Records contained in a dataset:
┌──

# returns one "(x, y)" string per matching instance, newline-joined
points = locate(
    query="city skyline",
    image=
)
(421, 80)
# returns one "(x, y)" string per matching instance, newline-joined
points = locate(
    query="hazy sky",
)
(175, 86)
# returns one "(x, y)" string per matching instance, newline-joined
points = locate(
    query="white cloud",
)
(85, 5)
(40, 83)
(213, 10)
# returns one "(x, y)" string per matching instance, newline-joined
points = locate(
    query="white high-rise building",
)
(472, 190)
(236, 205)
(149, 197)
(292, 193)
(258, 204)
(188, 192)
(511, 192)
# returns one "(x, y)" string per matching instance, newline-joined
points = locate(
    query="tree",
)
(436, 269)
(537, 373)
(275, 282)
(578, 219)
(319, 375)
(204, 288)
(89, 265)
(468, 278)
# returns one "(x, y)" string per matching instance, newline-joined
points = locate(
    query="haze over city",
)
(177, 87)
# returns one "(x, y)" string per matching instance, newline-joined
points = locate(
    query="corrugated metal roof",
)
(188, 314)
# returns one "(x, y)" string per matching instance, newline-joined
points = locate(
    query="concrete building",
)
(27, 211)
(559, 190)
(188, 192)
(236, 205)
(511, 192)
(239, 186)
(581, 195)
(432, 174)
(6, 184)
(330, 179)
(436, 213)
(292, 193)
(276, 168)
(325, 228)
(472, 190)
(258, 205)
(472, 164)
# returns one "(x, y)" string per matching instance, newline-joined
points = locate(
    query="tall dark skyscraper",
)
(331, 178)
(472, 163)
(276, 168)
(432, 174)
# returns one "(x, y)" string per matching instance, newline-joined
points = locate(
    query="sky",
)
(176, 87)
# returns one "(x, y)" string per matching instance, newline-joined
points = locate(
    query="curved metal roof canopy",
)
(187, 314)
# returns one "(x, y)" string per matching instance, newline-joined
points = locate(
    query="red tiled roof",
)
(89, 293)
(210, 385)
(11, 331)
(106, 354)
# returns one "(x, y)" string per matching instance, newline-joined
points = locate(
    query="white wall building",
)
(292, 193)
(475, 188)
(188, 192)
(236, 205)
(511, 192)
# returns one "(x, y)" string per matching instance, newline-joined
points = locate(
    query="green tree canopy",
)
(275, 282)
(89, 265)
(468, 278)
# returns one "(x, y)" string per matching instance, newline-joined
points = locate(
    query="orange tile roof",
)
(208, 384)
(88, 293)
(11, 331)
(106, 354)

└──

__Given exercise__: How many lines in the rows above contain the string "metal"? Case counts. Give only the number.

__Exercise output__: 2